[Saved entries]
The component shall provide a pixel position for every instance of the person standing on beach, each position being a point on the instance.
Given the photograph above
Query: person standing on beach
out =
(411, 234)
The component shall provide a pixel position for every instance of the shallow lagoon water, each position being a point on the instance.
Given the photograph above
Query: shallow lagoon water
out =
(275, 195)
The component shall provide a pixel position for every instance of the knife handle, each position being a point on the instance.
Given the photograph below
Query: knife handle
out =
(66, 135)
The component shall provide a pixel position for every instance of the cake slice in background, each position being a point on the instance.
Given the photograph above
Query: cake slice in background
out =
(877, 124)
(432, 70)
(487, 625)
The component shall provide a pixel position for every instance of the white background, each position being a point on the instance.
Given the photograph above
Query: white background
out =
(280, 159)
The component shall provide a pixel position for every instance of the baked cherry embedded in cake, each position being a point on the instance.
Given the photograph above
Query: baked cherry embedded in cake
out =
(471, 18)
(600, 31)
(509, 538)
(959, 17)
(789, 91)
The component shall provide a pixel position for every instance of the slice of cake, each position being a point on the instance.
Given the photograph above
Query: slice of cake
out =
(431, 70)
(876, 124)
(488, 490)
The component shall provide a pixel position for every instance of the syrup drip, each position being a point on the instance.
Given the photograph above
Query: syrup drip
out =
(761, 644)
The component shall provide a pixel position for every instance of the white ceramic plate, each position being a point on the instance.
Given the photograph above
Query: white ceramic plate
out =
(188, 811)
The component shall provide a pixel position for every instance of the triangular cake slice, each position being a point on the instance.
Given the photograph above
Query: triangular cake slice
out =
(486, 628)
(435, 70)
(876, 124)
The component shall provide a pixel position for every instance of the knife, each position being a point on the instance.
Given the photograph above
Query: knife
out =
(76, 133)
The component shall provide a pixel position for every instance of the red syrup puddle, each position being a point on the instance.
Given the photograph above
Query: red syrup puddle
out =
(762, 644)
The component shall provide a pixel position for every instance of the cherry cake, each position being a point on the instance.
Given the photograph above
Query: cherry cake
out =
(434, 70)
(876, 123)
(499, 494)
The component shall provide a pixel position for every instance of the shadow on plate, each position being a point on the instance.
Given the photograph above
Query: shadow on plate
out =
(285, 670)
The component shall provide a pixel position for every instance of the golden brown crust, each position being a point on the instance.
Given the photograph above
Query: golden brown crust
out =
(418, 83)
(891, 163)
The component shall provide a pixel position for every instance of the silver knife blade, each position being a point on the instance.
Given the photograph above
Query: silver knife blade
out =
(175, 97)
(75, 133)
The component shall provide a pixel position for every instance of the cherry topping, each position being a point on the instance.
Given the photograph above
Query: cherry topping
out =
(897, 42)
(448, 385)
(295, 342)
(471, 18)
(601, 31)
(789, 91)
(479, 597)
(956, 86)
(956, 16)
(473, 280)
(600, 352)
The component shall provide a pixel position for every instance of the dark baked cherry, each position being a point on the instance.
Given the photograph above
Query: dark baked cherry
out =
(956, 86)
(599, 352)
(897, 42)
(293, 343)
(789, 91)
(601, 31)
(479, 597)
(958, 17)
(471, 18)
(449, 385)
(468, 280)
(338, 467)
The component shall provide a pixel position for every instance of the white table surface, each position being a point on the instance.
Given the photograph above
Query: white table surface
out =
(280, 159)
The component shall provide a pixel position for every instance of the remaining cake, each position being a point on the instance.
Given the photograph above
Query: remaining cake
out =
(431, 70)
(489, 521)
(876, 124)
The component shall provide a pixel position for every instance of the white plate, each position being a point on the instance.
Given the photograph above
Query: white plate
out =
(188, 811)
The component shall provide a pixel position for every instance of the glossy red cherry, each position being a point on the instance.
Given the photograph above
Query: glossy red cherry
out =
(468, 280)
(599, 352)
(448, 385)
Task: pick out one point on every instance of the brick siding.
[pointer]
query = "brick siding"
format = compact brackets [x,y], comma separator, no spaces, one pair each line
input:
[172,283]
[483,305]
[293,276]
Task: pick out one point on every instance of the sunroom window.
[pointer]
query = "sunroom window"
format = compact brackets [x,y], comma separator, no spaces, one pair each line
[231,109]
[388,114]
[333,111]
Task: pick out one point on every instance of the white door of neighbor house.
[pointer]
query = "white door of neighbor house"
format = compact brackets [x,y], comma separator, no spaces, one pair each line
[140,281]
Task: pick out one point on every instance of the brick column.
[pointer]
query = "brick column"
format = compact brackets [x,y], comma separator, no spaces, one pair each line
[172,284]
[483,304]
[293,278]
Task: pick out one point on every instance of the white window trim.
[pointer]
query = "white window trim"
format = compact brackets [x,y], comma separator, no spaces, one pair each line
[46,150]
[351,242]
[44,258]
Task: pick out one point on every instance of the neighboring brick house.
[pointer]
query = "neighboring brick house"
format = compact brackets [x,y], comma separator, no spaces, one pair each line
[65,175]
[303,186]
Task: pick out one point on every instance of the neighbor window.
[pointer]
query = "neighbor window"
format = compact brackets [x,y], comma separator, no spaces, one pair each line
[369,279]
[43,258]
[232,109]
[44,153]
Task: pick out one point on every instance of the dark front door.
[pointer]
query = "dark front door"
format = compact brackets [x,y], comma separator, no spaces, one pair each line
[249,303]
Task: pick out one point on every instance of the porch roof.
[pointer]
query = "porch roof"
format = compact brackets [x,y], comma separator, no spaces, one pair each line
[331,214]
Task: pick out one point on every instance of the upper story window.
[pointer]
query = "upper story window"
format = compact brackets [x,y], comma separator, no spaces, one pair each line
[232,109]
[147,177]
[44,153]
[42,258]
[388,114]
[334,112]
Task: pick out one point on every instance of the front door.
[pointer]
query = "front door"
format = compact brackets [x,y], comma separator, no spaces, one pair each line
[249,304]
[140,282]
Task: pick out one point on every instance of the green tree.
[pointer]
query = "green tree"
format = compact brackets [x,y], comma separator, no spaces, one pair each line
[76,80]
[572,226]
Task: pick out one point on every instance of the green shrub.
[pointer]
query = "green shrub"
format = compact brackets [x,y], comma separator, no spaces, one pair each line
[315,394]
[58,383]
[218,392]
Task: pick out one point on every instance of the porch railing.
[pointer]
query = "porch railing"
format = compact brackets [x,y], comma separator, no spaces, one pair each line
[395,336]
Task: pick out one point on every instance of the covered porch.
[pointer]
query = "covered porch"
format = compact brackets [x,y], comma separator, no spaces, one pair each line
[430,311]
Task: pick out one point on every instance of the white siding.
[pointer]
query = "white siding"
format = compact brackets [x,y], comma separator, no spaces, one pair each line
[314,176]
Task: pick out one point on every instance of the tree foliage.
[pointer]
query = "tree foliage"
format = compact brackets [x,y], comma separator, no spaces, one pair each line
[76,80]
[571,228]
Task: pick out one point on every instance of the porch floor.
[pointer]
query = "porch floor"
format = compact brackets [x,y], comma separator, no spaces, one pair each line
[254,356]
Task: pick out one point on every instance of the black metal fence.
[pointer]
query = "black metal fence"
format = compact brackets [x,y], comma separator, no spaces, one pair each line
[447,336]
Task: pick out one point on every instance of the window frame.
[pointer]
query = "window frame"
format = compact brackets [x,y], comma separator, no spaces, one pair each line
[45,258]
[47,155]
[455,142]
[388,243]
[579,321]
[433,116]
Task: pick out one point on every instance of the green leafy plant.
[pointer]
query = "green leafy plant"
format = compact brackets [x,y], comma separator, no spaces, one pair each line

ACTION ITEM: Extract from the data every line where "siding" shows up.

ANSWER SPACE:
Task: pick out one point on every instance of the brick siding.
query = "brick siding"
Task: pick out one point on every instance of the white siding.
query = "white siding"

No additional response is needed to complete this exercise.